-- start of Selected excerpt --

Winthrop Gilman Brown (July 12, 1907 – May 25, 1987) was an American lawyer and diplomat. He served in posts in Asia, including as United States Ambassador to South Korea from 1964 to 1967.

Biography

Winthop G. Brown was born in Seal Harbor, Maine on July 12, 1907 and was a son of Rev. William Adams Brown and Helen Gilman Noyes Brown. He earned his Bachelor of Arts degree at Yale University in 1927 and earned his Bachelor of Laws degree from Yale Law School. After graduating from Yale, he established a law practice in New York City, but later became a career diplomat, and the United States Ambassador to Laos from 1960 to 1962. From 1964 to 1967, he was the United States Ambassador to South Korea, during which he was heavily involved in negotiations with the South Korean government under Park Chung Hee to ensure Korean troops would send troops to the Vietnam War. His last post as diplomat was the Deputy Assistant Secretary for East Asian and Pacific Affairs, serving from 1968 to 1972. He died on May 25, 1987 in Washington D.C.

-- end of Selected excerpt --
-- start of Data for the task --

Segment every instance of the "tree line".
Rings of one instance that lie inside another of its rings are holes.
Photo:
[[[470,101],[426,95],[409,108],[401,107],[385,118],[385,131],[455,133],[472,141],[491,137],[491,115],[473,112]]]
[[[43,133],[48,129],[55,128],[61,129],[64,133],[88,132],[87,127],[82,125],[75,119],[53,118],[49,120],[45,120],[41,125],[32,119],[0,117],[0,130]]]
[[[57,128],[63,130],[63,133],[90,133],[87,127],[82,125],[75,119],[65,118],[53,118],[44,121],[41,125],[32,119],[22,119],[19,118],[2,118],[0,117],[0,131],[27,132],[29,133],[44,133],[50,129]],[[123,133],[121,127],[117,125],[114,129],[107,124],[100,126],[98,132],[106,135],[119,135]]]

-- end of Data for the task --

→ **What this exercise asks**
**1)** List every government post, with its years of service, that the biography of Winthrop Gilman Brown names him as holding.
**2)** Reproduce all of the records word for word, line by line.
The records bear no relation to the text.

→ **Answers to the problems**
**1)**
- United States Ambassador to Laos, 1960 to 1962
- United States Ambassador to South Korea, 1964 to 1967
- Deputy Assistant Secretary for East Asian and Pacific Affairs, 1968 to 1972

**2)**
Segment every instance of the "tree line".
Rings of one instance that lie inside another of its rings are holes.
Photo:
[[[470,101],[426,95],[409,108],[401,107],[385,118],[385,131],[455,133],[472,141],[491,137],[491,115],[473,112]]]
[[[43,133],[48,129],[55,128],[61,129],[64,133],[88,132],[87,127],[82,125],[75,119],[53,118],[49,120],[45,120],[41,125],[32,119],[0,117],[0,130]]]
[[[57,128],[63,130],[63,133],[90,133],[87,127],[82,125],[75,119],[65,118],[53,118],[44,121],[41,125],[32,119],[22,119],[19,118],[2,118],[0,117],[0,131],[27,132],[29,133],[44,133],[50,129]],[[123,133],[121,127],[117,125],[114,129],[107,124],[100,126],[98,132],[106,135],[119,135]]]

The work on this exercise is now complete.